== EXCERPTED RECORDS ==

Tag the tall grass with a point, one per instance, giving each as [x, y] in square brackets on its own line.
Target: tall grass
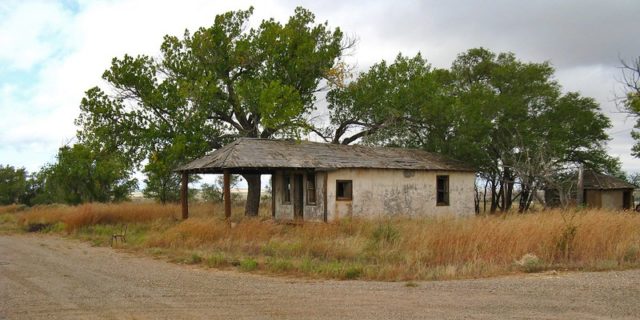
[398, 249]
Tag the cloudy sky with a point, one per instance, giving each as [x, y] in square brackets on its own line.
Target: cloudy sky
[53, 51]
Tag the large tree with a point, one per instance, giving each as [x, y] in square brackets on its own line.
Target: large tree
[210, 87]
[82, 174]
[507, 118]
[13, 184]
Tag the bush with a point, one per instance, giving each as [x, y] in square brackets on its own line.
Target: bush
[530, 263]
[248, 264]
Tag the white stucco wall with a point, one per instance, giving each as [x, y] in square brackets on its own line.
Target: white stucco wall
[388, 192]
[380, 193]
[612, 199]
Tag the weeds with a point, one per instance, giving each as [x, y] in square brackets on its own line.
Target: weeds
[391, 249]
[248, 264]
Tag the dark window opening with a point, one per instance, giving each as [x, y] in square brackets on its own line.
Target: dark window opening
[311, 188]
[286, 189]
[442, 189]
[344, 190]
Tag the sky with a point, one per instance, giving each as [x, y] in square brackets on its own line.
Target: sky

===

Reproduce every line of the records above verbatim, omitting the pictures.

→ **FINISHED TASK**:
Tag the tall grass with a point, one per instance, giving each as [x, y] in square brackets on its own line.
Target: tall grass
[398, 249]
Tag the cloudy sky with a point, one per instance, giving each as [x, y] in square brackets on its own line.
Target: cloudy sky
[53, 51]
Tag the large tree with a point, one per instance, giving each as [x, y] in square brackets on its own line.
Target: large tree
[210, 87]
[82, 174]
[507, 118]
[13, 184]
Tag the bush with a point, one per instance, giving each as [x, y] in square brackets on its own line.
Target: bush
[530, 263]
[248, 264]
Tag the white stucco wall with a point, one per instance, giving each as [x, y] in square brackets on its own line.
Target: white stucco wall
[388, 192]
[380, 193]
[612, 199]
Tag the weeds with a point, one per instance, giving each as [x, y] in square brackets on its own line.
Target: weeds
[391, 249]
[248, 264]
Tag the dark window opening with a point, one per instance, giving each as [x, y] in square brackets on its own line.
Target: dark window opening
[311, 188]
[286, 189]
[442, 189]
[344, 190]
Tag the sky with a point, one per instance, giving each as [x, y] in square brackets on its own line.
Target: sky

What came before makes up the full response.